_Source passage_
◆ ◆ ◆ ◆ ◆

Life in the Entropics / Solo Exhibition


Io Makandal | Life in the Entropics
Solo Exhibition at Kalashnikovv Gallery, Johannesburg.
06.07.19 – 07.08.19




Life in the Entropics, solo exhibition, installation view. 2019


Placing space II, 2019, Mixed media on Fabriano, 2000 x 1560mm


Life in the Entropics,2019, concrete, stone, tar, wood, plastic, metal wire, toughened glass, cotton fabric, snails, plants, mielie cob, installation view, diamensions variable
Life in the Entropics,2019, concrete, stone, tar, wood, plastic, metal wire, toughened glass, cotton fabric, snails, plants, mielie cob, installation view, diamensions variable



Life in the Entropics, solo exhibition, installation view. Kalashnikovv Gallery / 2019





















Life in the Entropics, solo exhibition, installation view. 2019


Exhibition Text by Natasha Norman

Life in the Entropics is Io Makandal’s second solo exhibition with Kalashnikovv Gallery. It marks a conscious embodiment of Gilles Clément’s (2004) notion of the Third Landscape, those spaces neglected by human development that exist as ecological and genetic reservoirs in the environment. By inhabiting the material potential of liminal urban space as ‘actant,’ in terms of New Materialist theory, Makandal introduces us to the inherent vibrancy of matter itself.

Makandal’s artistic practice is premised on the action to draw attention to space. Her particular field of exploration is partly mythical and partly an augmented reading of an existing subcutaneous urban reality. Detritus from the street, plant matter, commodity objects or industrial matter jostle together in her tactile drawings that combine the experience of materials with an experience of space. The works employ Nathanial Stern’s (2018) assertions that matter ought to be recognised for the way it thinks, perceives and moves; what historian Nicole Ridgway (2017) terms an ‘event’ of thought. In the realm of artistic knowledge, thinking is done through materials (matter) and foregrounds the artwork as a site from which thought may proceed (Stern 2018).

◆ ◆ ◆ ◆ ◆

_Recorded data_
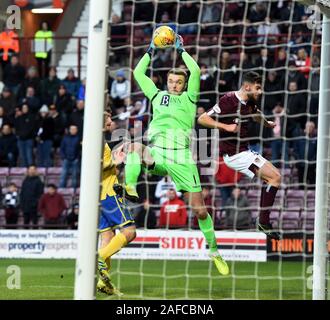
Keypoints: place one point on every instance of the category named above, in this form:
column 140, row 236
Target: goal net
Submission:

◆ ◆ ◆ ◆ ◆

_Your assignment_
Rewrite the paragraph of the exhibition text that begins "Life in the Entropics is Io Makandal's second solo exhibition" as a short bulleted list, keeping its main facts.

_Reply_
- Life in the Entropics is Io Makandal's second solo exhibition with Kalashnikovv Gallery.
- It consciously embodies Gilles Clément's (2004) notion of the Third Landscape: spaces neglected by human development that exist as ecological and genetic reservoirs in the environment.
- By inhabiting the material potential of liminal urban space as "actant," in New Materialist terms, Makandal introduces the inherent vibrancy of matter itself.